# start of Exercise material
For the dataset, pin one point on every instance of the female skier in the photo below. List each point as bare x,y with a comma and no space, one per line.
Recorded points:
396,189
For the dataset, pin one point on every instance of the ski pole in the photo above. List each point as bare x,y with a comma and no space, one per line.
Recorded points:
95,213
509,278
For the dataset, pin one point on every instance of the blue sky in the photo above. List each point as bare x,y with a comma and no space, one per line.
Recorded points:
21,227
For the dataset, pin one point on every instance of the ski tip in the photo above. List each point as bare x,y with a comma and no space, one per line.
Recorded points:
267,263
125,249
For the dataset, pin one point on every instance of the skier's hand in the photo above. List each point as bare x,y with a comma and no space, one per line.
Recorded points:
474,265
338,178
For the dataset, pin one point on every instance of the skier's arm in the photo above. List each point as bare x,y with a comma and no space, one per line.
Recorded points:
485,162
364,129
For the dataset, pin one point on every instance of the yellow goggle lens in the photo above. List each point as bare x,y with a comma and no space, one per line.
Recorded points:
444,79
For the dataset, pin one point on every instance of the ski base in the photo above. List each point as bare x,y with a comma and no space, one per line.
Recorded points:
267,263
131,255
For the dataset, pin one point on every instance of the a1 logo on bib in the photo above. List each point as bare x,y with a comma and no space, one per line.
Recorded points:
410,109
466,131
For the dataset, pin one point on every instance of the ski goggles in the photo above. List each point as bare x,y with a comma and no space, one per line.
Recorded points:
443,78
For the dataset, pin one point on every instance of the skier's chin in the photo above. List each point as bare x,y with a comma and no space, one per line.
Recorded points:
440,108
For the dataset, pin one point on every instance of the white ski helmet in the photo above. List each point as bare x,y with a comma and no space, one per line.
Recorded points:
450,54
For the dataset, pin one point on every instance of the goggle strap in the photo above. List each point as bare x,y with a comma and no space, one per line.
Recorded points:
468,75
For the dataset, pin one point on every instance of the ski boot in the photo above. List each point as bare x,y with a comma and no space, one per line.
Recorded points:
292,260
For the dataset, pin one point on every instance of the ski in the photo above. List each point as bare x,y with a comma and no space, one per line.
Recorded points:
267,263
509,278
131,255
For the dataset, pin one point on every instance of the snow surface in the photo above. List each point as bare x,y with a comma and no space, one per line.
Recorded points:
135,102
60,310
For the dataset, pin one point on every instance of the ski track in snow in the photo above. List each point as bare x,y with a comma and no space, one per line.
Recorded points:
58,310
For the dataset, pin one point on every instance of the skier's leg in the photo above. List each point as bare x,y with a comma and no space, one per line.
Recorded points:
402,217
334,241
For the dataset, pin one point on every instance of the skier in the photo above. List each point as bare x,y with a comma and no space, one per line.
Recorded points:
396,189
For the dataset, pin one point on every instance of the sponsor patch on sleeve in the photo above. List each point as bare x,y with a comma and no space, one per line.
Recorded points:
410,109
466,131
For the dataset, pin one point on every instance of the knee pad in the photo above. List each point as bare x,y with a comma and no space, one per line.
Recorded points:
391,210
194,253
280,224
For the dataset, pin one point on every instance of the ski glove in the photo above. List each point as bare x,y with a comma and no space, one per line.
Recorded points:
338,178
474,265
# end of Exercise material
Requirement: Copy all of the entries above word for word, keeping every line and point unchanged.

Response below:
For the dataset, pin one point on every instance of the female skier in the photo below. List each point as bare x,y with a comma and no space, one per line.
Recorded points:
396,189
For the dataset, pin one point on every instance of the ski pole in the photo above. List each point as bare x,y with a comma and no space, one per line.
Recorded points:
95,213
509,278
For the dataset, pin one point on every instance of the blue sky in the photo above. List each point as bare x,y with a comma and no space, one per line.
Recorded points:
21,227
For the dataset, pin one point on every instance of the ski tip in the photo above. List each point as bare x,y with a comma and no space, one per line.
Recorded points:
267,263
125,249
For the dataset, pin one point on every instance of the skier's hand in the photo above. List each point as bare x,y with a comma and no space, one per line.
Recorded points:
474,265
338,178
For the dataset, pin one point on every instance of the skier's arm in the photo above. List each point as bare x,y with a comma and no space, one per line.
Recorded points:
485,162
364,129
For the dataset, pin one point on every instance of the yellow goggle lens in the photo above. List each point as bare x,y with a comma and no space, one per line.
Recorded points:
444,79
For the dataset, pin one point on every instance of the ski base in the photo above. List each point as bare x,y with a comma and no space, one per line.
Recorded points:
267,263
131,255
For the dataset, pin one point on every instance of the a1 logo on bib in the photo above. List each point as bare x,y with a comma and no space, one per line.
Recorded points:
410,109
466,131
For the dataset, pin one point on every instance of the ski goggles in the photo above. List each point as bare x,y with a comma and no space, one per line.
Recorded points:
443,78
For the dataset, pin one point on every instance of the skier's chin in the photo above. List each point as bare x,y with a comma and no space, one per line.
Recorded points:
440,108
For the dataset, pin one point on every instance of the white ski helmet in the photo above. List each point as bare x,y with a comma and no space, one per line.
Recorded points:
450,54
For the dataset, pin one point on every instance of the goggle strap in the photo above. List each point as bare x,y with a comma and no space, one per line.
Recorded points:
468,75
For the dataset, pin one point on every instance of the ski boot in the photo above. List each point as bare x,y with a comma and no space, one per line.
Recorded points:
292,260
For the dataset, pin one point on every instance of the ski in the photo above. List each point as bare x,y with a comma and no space, one per line.
Recorded points:
267,263
509,278
131,255
For the dataset, pin one point on every instance of the snow surface in the photo above. List each point as bare x,y with a comma and no space, one per line.
Recorded points:
135,102
60,310
For the dataset, pin one point on every instance of the ski track in snow in the photo above. List each point as bare x,y with a comma and no space, one per line.
Recorded points:
58,310
For the dataset, pin one point on every instance of the skier's leg in the photo above. List each point as bare x,y with a comma and no space, one per line.
Recorded points:
402,217
334,241
For the dataset, pin one point on every instance of the skier in the photo above. List each point as bare x,y with a comma and no space, one per line.
Recorded points:
396,189
For the dataset, pin one point on every instance of the sponsor patch on sleeve in the photo above. List each point as bare x,y with a comma and no space, one per line.
Recorded points:
410,109
466,131
For the dataset, pin one point on every instance of the knee pad in the photo above. List each point as bare x,y with a comma and no space, one per line.
Recorded points:
391,210
194,253
280,224
For the dataset, pin one point on every instance of the ski glove in the photo above. List each point as bare x,y with a comma and no space, one per line.
Recorded points:
338,178
474,265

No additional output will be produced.